* _WHAT THIS TASK INVOLVES_
Please swap every "Isolate" in the listing for "Outline" and leave everything else unchanged.

* _Detection listing_
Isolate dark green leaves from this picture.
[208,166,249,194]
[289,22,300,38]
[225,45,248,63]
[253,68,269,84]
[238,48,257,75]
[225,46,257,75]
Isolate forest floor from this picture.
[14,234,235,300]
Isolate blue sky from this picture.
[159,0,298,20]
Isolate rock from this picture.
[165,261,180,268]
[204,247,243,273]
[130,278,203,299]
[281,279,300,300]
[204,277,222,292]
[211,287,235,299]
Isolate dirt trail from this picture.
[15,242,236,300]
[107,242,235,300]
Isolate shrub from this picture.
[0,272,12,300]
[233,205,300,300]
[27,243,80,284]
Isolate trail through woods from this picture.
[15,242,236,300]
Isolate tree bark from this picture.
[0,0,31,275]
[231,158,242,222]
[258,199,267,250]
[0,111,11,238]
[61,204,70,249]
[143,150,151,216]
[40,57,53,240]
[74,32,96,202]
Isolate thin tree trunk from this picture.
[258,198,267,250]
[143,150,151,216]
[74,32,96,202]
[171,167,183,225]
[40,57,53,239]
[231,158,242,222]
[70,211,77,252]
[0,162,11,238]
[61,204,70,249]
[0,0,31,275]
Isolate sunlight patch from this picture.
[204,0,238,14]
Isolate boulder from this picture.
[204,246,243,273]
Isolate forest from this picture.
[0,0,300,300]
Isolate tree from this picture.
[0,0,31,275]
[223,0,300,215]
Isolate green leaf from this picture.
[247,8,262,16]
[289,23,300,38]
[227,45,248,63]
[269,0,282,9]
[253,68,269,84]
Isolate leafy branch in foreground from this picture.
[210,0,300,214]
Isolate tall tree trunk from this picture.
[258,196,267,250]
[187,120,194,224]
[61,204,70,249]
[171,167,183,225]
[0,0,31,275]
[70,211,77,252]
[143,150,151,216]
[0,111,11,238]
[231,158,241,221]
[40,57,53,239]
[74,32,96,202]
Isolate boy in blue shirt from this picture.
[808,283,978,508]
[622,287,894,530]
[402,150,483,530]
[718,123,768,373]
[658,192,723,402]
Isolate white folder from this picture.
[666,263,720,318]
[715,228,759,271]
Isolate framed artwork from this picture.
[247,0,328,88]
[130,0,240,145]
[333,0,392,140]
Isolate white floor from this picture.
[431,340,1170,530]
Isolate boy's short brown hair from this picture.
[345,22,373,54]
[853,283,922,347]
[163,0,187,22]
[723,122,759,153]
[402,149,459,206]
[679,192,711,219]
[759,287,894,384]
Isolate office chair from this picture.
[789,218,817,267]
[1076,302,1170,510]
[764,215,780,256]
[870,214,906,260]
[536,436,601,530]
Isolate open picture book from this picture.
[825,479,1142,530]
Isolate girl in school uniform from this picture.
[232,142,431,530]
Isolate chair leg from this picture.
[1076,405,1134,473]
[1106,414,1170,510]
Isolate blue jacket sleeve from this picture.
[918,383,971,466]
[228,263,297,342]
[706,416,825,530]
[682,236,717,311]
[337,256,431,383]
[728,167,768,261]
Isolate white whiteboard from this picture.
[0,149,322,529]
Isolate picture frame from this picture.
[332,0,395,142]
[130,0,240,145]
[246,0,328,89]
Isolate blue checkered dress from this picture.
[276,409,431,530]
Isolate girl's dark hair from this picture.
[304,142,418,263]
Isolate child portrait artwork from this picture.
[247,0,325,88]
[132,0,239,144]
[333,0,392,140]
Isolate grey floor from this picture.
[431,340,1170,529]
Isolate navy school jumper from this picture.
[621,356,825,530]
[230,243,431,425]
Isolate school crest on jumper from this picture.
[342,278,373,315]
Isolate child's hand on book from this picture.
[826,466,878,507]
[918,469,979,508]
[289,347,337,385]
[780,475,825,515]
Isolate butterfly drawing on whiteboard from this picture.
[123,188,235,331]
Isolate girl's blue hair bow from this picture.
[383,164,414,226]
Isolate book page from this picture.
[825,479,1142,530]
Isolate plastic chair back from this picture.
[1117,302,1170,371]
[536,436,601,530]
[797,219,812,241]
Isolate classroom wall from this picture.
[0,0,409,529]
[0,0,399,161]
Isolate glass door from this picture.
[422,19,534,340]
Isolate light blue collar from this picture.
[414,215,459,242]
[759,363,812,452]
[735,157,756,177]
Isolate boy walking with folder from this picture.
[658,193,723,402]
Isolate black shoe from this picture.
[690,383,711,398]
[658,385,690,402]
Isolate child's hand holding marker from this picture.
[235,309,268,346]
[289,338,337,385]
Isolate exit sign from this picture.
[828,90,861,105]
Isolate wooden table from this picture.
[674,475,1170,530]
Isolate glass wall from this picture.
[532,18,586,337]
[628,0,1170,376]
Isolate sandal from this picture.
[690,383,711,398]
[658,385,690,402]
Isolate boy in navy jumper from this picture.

* _RESULT OF THIS EXERCISE_
Outline dark green leaves from this picture.
[208,166,249,194]
[289,22,300,38]
[225,45,248,63]
[253,68,269,84]
[238,48,257,75]
[225,46,257,75]
Outline forest floor from this picture.
[14,234,235,300]
Outline blue sky from this picture.
[159,0,298,20]
Outline rock from this picture.
[165,261,180,268]
[204,247,243,273]
[130,278,203,299]
[281,279,300,300]
[204,277,222,292]
[211,287,235,299]
Outline dirt trail from this picture.
[15,242,236,300]
[107,242,235,300]
Outline shrub from this picture.
[0,272,12,300]
[233,205,300,300]
[27,243,80,284]
Outline trail through woods from this picture.
[15,242,236,300]
Outline tree bark from this picture.
[0,0,31,275]
[231,158,242,222]
[258,199,267,250]
[0,111,11,238]
[61,204,70,249]
[143,150,151,216]
[40,57,53,240]
[74,32,96,202]
Outline thin tree trunk from this picture.
[258,198,267,250]
[143,150,151,216]
[74,32,96,202]
[171,167,183,225]
[40,57,53,239]
[231,158,242,222]
[70,211,77,252]
[0,162,11,238]
[61,204,70,249]
[0,0,31,275]
Outline sunlight patch from this picture.
[204,0,238,14]
Outline boulder from this picture.
[204,246,243,273]
Outline forest from this picture.
[0,0,300,300]
Outline tree from this picture.
[0,0,31,275]
[223,0,300,215]
Outline green leaf from this picture.
[247,8,262,16]
[289,23,300,38]
[227,45,248,63]
[269,0,282,9]
[253,68,269,84]
Outline leafy branch in foreground from this picture.
[210,0,300,214]
Outline tall tree trunk from this picture.
[258,196,267,250]
[187,120,194,224]
[61,204,70,249]
[171,167,183,225]
[0,0,31,275]
[70,211,77,252]
[143,150,151,216]
[0,111,11,238]
[231,158,241,221]
[40,57,53,239]
[74,32,96,202]
Outline boy in blue shirt from this picture.
[808,283,978,508]
[622,287,894,530]
[402,150,483,530]
[718,123,768,373]
[658,192,723,402]
Outline white folder from this picture.
[666,263,720,318]
[715,228,759,271]
Outline framed artwork from this picture.
[247,0,328,88]
[130,0,240,145]
[333,0,392,140]
Outline white floor from this picture.
[431,340,1170,530]
Outline boy's short brown hair from this picture.
[345,22,373,54]
[853,283,922,347]
[163,0,187,22]
[723,122,759,153]
[402,149,459,206]
[679,192,711,219]
[759,287,894,384]
Outline office chair from this picture.
[789,218,817,267]
[1076,302,1170,510]
[764,215,780,256]
[870,214,906,260]
[536,436,601,530]
Outline open picture book from this picture.
[825,479,1142,530]
Outline girl in school uniform from this picture.
[232,142,431,530]
Outline chair leg from this picture.
[1076,405,1134,473]
[1106,414,1170,510]
Outline blue jacket sleeve from this picture.
[918,383,971,466]
[228,263,297,342]
[706,416,825,530]
[682,236,717,311]
[337,256,431,383]
[728,167,768,261]
Outline white whiteboard from this picture.
[0,149,322,529]
Outline picture frame from this picture.
[332,0,395,142]
[130,0,240,145]
[246,0,328,89]
Outline blue checkered dress from this picture.
[276,409,431,530]
Outline girl's dark hair from this picture.
[304,142,418,263]
Outline child portrait artwork from this picture.
[247,0,325,88]
[132,0,239,144]
[333,0,392,140]
Outline grey floor from this picture.
[431,340,1170,529]
Outline navy school jumper from this picture.
[621,356,825,530]
[230,243,431,425]
Outline school crest on jumper from this picture.
[342,278,373,315]
Outline child's hand on book from this picture.
[826,466,878,507]
[918,469,979,508]
[289,347,337,385]
[780,475,825,515]
Outline butterfly drawing on whiteboard from this picture.
[123,188,235,331]
Outline girl's blue hair bow from this picture.
[383,164,414,226]
Outline book page from this picture.
[825,479,1142,530]
Outline plastic chair back from this picture.
[1117,302,1170,371]
[536,436,601,530]
[797,219,812,241]
Outline classroom wall from this picture.
[0,0,409,529]
[0,0,399,161]
Outline glass door from this picture.
[422,19,534,340]
Outline light blue collar from this picture.
[414,215,459,242]
[759,363,812,452]
[735,157,756,177]
Outline boy walking with folder from this picture.
[658,193,723,402]
Outline black shoe from this picture.
[690,383,711,398]
[658,385,690,402]
Outline child's hand holding marker from this picture.
[235,309,268,346]
[289,338,337,385]
Outline exit sign from this picture.
[828,90,861,105]
Outline wooden table from this picture.
[674,475,1170,530]
Outline glass wall from this picture.
[532,18,586,337]
[628,0,1170,376]
Outline sandal from this picture.
[690,383,711,398]
[658,385,690,402]
Outline boy in navy jumper from this picture.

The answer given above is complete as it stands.